**Set problem A**. According to the Landlock code discussion, what must LANDLOCK_ACCESS_FS_REFER alone return?

**Reading text**.
Hmm, this helper does multiple things which are necessary to know if we 
need to return -EACCES or -EXDEV. Renaming it to is_fsrefer() would 
require to inverse the logic and use boolean negations in the callers 
(because of ordering). Renaming to something like without_fs_refer() 
would not be completely correct because we also check if there is no 
layer_masks, which indicated that it doesn't contain an access right 
that should return -EACCES. This helper is named as such because the 
underlying semantic is to check for such error code, which is a tricky. 
I can rename it co contains_eacces() or something, but a longer name 
would require to cut the caller lines to fit 80 columns. :|


> 
>> -       layer_mask_t layer_masks[LANDLOCK_NUM_ACCESS_FS] = {};
>> -       bool allowed = false, has_access = false;
>> +       unsigned long access_bit;
>> +       /* LANDLOCK_ACCESS_FS_REFER alone must return -EXDEV. */
>> +       const unsigned long access_check = access_request &
>> +               ~LANDLOCK_ACCESS_FS_REFER;
>> +
>> +       if (!layer_masks)
>> +               return false;
>> +
>> +       for_each_set_bit(access_bit, &access_check, ARRAY_SIZE(*layer_masks)) {
>> +               if ((*layer_masks)[access_bit])
>> +                       return true;
>> +       }
> 
> Is calling for_each_set_bit() overkill here?  @access_check should
> only ever have at most one bit set (LANDLOCK_ACCESS_FS_REFER), yes?

**Excerpted data**.

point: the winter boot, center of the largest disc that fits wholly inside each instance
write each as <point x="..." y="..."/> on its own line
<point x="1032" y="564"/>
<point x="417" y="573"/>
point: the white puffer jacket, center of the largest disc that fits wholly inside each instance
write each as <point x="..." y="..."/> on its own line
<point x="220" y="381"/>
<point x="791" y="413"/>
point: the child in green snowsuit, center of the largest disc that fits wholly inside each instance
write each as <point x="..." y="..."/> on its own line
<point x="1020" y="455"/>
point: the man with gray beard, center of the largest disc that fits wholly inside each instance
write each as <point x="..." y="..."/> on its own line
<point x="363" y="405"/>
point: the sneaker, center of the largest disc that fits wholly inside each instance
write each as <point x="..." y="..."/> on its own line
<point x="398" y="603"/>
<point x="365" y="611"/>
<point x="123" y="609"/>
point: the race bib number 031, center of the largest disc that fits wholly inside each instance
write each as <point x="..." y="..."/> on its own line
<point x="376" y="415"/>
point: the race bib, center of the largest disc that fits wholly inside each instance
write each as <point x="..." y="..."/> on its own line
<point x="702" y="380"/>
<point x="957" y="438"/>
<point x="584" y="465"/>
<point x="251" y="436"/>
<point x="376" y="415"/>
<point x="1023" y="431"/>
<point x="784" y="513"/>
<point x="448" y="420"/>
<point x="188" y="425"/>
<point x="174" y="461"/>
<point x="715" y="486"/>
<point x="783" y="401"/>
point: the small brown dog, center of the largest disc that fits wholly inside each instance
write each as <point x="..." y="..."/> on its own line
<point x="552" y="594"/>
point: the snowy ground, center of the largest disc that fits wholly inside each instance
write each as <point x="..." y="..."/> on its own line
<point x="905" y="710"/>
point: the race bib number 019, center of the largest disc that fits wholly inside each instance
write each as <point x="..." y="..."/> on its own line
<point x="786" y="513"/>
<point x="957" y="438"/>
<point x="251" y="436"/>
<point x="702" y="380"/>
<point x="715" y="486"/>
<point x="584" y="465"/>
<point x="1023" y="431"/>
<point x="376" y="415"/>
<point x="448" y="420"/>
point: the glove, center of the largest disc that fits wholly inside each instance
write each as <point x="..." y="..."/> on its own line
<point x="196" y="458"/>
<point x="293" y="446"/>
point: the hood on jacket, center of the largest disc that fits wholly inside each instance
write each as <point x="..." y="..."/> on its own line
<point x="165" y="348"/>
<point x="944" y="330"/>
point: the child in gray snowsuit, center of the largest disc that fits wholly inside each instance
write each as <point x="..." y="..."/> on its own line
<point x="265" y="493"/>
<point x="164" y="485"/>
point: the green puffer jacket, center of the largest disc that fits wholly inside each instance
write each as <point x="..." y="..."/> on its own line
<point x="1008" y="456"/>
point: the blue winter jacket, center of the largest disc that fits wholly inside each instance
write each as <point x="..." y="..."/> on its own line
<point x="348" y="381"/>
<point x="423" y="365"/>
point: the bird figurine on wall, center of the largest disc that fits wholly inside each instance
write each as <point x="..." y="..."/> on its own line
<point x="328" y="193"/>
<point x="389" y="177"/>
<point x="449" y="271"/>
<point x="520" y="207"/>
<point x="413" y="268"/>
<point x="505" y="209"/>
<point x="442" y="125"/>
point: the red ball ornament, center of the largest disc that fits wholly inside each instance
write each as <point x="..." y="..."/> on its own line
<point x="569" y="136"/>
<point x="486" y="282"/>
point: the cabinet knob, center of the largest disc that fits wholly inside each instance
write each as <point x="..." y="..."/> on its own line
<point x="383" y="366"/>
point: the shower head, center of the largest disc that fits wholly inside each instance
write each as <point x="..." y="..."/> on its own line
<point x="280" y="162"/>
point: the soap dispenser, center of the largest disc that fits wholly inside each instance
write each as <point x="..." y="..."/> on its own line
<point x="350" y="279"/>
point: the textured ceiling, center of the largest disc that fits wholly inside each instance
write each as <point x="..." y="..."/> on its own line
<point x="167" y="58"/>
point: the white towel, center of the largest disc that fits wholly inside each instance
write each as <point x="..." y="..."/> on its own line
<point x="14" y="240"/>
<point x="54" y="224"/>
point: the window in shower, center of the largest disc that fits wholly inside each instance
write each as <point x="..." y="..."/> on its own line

**Set problem B**. Repeat the part of the listing that opens with the line containing "point: the white towel, center" and closes with the last line of the listing, with both of those lines included.

**Response A**. -EXDEV

**Response B**.
point: the white towel, center of the largest disc that fits wholly inside each instance
write each as <point x="..." y="..."/> on its own line
<point x="14" y="240"/>
<point x="54" y="224"/>
point: the window in shower, center of the largest disc that fits wholly inside each instance
write each as <point x="..." y="..."/> on its own line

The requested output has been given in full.